| O que se pede |
Transcreva os registros a seguir sem alterar nenhuma linha.

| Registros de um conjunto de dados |
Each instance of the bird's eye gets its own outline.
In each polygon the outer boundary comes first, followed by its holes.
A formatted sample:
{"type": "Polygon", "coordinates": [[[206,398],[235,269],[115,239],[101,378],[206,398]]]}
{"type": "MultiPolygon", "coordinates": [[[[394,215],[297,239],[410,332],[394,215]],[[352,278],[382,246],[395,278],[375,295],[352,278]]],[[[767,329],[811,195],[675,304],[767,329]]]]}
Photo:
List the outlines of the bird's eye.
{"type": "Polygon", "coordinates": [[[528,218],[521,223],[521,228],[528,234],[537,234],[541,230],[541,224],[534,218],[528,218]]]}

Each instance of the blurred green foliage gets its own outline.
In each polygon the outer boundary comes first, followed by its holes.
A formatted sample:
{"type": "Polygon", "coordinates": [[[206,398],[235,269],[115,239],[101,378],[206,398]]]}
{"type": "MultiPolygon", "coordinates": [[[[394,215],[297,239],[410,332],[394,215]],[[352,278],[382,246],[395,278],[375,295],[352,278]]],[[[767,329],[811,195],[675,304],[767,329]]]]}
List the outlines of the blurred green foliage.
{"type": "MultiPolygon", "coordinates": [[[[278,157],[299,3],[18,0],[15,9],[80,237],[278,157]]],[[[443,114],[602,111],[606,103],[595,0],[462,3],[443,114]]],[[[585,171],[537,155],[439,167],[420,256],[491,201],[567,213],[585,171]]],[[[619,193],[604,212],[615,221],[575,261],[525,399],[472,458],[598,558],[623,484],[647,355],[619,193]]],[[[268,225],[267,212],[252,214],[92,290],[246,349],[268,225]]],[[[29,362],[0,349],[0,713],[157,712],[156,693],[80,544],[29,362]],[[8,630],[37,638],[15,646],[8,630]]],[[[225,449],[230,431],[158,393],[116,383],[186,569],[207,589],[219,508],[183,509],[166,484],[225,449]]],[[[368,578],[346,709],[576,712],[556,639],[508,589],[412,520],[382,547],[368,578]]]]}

| Resultado da tarefa |
Each instance of the bird's eye gets its own outline.
In each polygon the outer boundary comes first, followed by its holes.
A formatted sample:
{"type": "Polygon", "coordinates": [[[206,398],[235,269],[115,239],[101,378],[206,398]]]}
{"type": "MultiPolygon", "coordinates": [[[[394,215],[297,239],[410,332],[394,215]],[[352,278],[382,246],[395,278],[375,295],[352,278]]],[[[767,329],[811,195],[675,304],[767,329]]]]}
Photo:
List the outlines of the bird's eye.
{"type": "Polygon", "coordinates": [[[528,218],[521,223],[521,228],[528,234],[537,234],[541,230],[541,224],[534,218],[528,218]]]}

Each instance of the blurred green foliage gets its own outline.
In each polygon the outer boundary comes first, followed by its holes.
A formatted sample:
{"type": "Polygon", "coordinates": [[[206,398],[235,269],[115,239],[101,378],[206,398]]]}
{"type": "MultiPolygon", "coordinates": [[[[394,215],[297,239],[410,332],[394,215]],[[352,278],[382,246],[395,278],[375,295],[352,278]]],[[[767,329],[811,195],[675,304],[767,329]]]]}
List the outlines of the blurred green foliage.
{"type": "MultiPolygon", "coordinates": [[[[278,157],[299,3],[18,0],[15,9],[80,237],[278,157]]],[[[443,114],[602,111],[606,103],[595,0],[462,3],[443,114]]],[[[585,171],[537,155],[439,167],[420,256],[491,201],[567,213],[585,171]]],[[[619,193],[604,212],[615,221],[575,261],[525,399],[472,458],[598,558],[623,484],[647,355],[619,193]]],[[[268,225],[267,212],[252,214],[92,290],[246,349],[268,225]]],[[[29,362],[0,349],[0,713],[157,712],[156,693],[80,544],[29,362]],[[8,630],[37,638],[15,646],[8,630]]],[[[225,449],[230,431],[158,393],[116,383],[186,569],[207,589],[219,508],[183,509],[166,484],[225,449]]],[[[368,578],[346,709],[576,712],[556,639],[508,589],[412,520],[382,547],[368,578]]]]}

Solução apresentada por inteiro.